■ EXTRAIT DU TEXTE ■
......

LITTÉRATURE

« Pourquoi pas la vie » – L’autre Sylvia Plath

Pourquoi pas la vie
© éditions de L'Iconoclaste

Dans ce premier roman destiné à un public d’adultes, Coline Pierré rend à la poétesse Sylvia Plath, suicidée à l’aube de ses trente ans, un hommage politique aux accents feel good.

L’histoire aurait dû se souvenir de Sylvia Plath. La jeune femme brillante, poétesse, autrice de romans et de nouvelles, est une étoile montante de la littérature, à une époque où les femmes ne disposent que de peu de droits. Sylvia elle-même est parfois éclipsée par l’ombre de son mari, le poète Ted Hugues, reconnu aujourd’hui comme l’un des plus talentueux de sa génération. Dépressive chronique, mère de deux enfants, dépourvue de « chambre à soi », qualifiée à plusieurs reprises de « femme de », elle se suicide à trente ans à peine, mettant fin à ses rêves de devenir « la plus grande poétesse des États-Unis  ». Sylvia Plath se met la tête dans un four. Elle meurt. Elle n’a que trente ans.

« Aucune personne de trente ans ne devrait crever la tête dans le four. Ce n’est pas un monde acceptable », juge Coline Pierré en préambule de ce livre. L’autrice de Pourquoi pas la vie a longuement parcouru l’œuvre de la poétesse suicidée, qui raconte pour la toute première fois le quotidien de celles qui jusqu’alors n’avaient pas de voix : les femmes, les désillusions de la vie domestique et les rêves de grandeur qui viennent s’écraser sur la barrière infranchissable du genre. Sylvia Plath, avant de mourir, raconte. Elle raconte les désirs empêchés, la société conformiste et inégalitaire dont elle fait partie. Sylvia Plath voulait être un homme, un Dieu, « un rêve à rendre les hommes fous », « épouser le plus grand poète de l’Angleterre » … Pourquoi pas la vie tente de lui rendre, dans un hommage joyeux et coloré, cette vie à laquelle la poétesse avait pourtant droit.

Bienvenue, Sylvia Plath

L’histoire de Sylvia Plath reprend donc là où elle s’est terminée. Personne ne mérite de finir la tête dans le four. Ce soir-là, la poétesse allume l’appareil, place des serviettes mouillées pour que ses deux enfants qui dorment dans une chambre à l’étage ne soient pas intoxiqués au gaz. L’infirmière de garde est censée rappliquée, dans juste assez de temps pour que Sylvia puisse mourir et que les deux bambins soient sauf.

Mais le hasard de Coline Pierré a prévu autre chose pour Sylvia Plath. Sa jeune fille se met à pleurer, retarde de quelques minutes son suicide. L’infirmière débarque. Comprend. Puis Ted, devenu son ex-mari après avoir eu une liaison avec une autre femme, arrive, lui aussi.

......

■ CONSIGNE ■
Poursuivez, s'il vous plaît, l'article sur Sylvia Plath à partir de sa dernière phrase. Les items qui suivent forment un matériau distinct, sans lien avec l'article sur Sylvia Plath.

■ ENTRÉES FOURNIES ■
......

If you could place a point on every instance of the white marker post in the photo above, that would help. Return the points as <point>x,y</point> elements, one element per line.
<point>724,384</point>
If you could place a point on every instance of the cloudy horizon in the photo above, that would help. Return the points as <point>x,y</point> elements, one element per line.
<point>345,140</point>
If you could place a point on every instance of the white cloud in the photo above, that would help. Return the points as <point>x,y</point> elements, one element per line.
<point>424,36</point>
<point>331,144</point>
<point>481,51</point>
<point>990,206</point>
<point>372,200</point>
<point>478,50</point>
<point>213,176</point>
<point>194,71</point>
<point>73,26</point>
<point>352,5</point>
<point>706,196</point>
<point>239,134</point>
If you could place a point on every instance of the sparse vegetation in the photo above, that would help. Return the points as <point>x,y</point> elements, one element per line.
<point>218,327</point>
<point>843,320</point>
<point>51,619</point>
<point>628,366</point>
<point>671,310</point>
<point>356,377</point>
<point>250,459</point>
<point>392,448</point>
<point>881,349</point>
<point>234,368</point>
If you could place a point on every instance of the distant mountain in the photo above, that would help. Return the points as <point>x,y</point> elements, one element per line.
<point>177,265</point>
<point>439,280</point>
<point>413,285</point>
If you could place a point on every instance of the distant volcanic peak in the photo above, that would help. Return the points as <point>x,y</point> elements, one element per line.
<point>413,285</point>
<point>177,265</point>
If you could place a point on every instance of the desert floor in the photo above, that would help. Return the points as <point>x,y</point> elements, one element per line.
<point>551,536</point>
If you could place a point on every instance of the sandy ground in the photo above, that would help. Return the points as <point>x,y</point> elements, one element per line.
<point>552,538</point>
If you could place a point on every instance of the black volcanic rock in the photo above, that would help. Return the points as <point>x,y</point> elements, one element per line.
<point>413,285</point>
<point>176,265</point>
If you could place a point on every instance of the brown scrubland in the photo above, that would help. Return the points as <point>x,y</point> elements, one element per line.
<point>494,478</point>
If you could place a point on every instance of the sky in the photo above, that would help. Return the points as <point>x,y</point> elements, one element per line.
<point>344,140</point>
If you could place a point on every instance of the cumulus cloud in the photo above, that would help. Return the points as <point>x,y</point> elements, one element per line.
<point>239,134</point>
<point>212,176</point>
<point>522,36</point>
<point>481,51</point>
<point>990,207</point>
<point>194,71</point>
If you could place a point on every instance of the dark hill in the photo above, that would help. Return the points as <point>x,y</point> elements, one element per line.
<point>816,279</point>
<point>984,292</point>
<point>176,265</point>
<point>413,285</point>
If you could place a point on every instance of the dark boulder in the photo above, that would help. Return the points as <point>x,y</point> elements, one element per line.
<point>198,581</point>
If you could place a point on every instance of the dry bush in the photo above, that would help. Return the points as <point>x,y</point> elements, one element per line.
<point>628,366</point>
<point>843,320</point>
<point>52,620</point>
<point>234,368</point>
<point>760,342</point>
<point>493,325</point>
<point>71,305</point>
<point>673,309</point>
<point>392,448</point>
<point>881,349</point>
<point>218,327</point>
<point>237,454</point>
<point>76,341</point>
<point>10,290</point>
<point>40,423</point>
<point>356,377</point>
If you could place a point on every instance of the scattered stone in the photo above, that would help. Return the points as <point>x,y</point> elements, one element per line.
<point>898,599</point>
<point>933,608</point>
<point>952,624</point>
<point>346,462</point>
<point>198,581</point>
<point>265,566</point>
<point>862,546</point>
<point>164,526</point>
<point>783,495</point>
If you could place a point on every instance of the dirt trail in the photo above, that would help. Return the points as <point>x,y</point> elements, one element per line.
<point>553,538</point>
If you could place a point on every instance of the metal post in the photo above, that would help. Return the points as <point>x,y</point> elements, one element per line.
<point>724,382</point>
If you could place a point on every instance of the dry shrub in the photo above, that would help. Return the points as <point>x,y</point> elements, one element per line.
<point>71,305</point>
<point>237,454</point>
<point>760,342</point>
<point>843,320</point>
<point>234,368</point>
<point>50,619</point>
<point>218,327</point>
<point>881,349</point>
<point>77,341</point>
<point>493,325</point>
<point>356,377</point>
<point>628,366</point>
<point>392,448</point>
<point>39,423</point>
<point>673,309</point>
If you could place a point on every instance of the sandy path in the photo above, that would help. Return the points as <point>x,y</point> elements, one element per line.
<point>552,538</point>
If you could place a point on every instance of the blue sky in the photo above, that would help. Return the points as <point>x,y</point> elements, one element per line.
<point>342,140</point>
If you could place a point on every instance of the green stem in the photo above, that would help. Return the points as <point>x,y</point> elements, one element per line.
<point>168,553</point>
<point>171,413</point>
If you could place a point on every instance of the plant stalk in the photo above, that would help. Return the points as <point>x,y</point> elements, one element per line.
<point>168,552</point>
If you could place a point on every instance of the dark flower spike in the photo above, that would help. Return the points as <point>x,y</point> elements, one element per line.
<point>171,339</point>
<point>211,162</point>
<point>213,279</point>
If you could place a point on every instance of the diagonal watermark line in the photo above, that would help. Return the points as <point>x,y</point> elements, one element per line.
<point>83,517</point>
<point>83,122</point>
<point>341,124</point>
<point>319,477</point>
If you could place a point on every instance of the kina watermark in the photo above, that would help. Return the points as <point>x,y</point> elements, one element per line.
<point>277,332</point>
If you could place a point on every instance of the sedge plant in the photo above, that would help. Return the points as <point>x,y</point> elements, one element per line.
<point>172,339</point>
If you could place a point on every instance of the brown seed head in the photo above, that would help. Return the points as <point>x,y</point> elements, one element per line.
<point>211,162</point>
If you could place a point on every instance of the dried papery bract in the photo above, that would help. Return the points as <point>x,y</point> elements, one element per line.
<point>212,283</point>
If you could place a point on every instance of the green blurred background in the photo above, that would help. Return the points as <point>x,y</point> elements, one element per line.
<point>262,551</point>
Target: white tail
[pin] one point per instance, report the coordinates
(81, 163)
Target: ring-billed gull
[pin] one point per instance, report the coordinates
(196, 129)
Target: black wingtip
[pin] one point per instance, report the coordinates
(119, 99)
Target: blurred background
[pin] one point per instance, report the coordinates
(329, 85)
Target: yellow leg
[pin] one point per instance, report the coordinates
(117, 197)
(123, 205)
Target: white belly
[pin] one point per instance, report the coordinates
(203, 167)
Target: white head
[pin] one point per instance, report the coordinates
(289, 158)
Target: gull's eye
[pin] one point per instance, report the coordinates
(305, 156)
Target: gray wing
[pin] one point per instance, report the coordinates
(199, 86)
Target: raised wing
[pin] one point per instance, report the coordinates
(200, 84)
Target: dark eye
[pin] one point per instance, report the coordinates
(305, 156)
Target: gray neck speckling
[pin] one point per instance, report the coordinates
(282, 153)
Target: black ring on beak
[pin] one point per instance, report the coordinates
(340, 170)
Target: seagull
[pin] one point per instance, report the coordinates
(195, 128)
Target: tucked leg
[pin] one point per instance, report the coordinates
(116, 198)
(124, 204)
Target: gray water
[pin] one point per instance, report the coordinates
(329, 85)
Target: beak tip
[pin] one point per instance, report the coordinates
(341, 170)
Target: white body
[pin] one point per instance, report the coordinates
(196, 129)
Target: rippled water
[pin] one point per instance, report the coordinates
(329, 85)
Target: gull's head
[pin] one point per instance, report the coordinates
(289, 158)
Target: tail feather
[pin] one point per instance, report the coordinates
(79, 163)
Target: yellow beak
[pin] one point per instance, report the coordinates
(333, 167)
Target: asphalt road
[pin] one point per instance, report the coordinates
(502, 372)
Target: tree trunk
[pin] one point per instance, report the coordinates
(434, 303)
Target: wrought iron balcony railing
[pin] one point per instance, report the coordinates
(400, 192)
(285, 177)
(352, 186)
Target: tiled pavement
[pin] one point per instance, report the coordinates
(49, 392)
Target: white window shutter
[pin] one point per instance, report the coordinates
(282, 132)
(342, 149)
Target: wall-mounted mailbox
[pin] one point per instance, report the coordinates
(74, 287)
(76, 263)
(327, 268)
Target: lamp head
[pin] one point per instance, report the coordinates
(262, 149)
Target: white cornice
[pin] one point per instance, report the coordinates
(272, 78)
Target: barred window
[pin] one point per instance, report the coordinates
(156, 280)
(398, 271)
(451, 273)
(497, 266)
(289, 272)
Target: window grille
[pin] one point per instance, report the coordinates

......

■ RÉPONSE ■
L’autrice fait le récit de ces quelques semaines durant lesquelles, petit à petit, Sylvia Plath regagne le monde qu’elle n’aurait jamais dû cesser d’habiter, celui des vivants. Ce sont les années soixante mais Coline Pierré est bien décidée à rendre justice  : Sylvia doit pouvoir de nouveau écrire, confie à Ted la garde des enfants.

Le féminisme sauve la vie

Les mentalités féministes du 21e siècle infusent cette œuvre et cette héroïne ressuscitée, qui revendique finalement le droit au talent, au temps pour soi, à être débarrassée d’une charge mentale qui aujourd’hui encore n’est pas équitablement partagée.

«  On pourrait renverser la problématique, dit Greta, et réfléchir à la raison pour laquelle on ne demande jamais aux hommes de sourire. C’est quoi le problème avec le sourire  ? On ne peut être pris au sérieux si on a l’air sympa  ? Est-ce que paraître austère et grave nous octroie un supplément de profondeur  ?  »

Pourquoi pas la vie, Coline Pierré

Mieux, encore, c’est le féminisme qui sauve Sylvia et lui offre un futur désirable. Dans la vraie vie, la poétesse est devenue célèbre à titre posthume pour avoir raconté les destins empêchés des femmes. Dans ce monde parallèle et joyeux, elle se découvre un intérêt pour ses propres œuvres et prend conscience de leur caractère révolutionnaire.

La poétesse fait un pied de nez à la culture savante des hommes. Et écrit, avec une amie lesbienne, une comédie musicale féministe à partir de l’un de ses livres. Fait la rencontre d’un autre homme. Qui, contrairement à Ted et sa violence, à Ted et sa faculté à absorber toute la lumière sur lui, valorise les œuvres de Sylvia. Les considère pour ce qu’elles sont  : du grand art. Un destin autrement plus joyeux que la réception à titre posthume du prix Pullitzer que Sylvia a finalement su arracher, même morte, aux institutions de son temps.

Éloge des fins heureuses

Les textes dans lesquels tout roule pour le héros peuvent parfois être agaçants. Parce qu’ils ne rendent pas compte de la vraie vie, de ses tumultes. Dans Pourquoi pas la vie, le même mécanisme est à l’œuvre mais il est politique cette fois-ci, il rend justice. L’habitude des livres pour enfant se ressent dans la plume de Coline Pierré, tout glisse sur ses personnages, tout va vers le mieux, comme on remonte à la surface.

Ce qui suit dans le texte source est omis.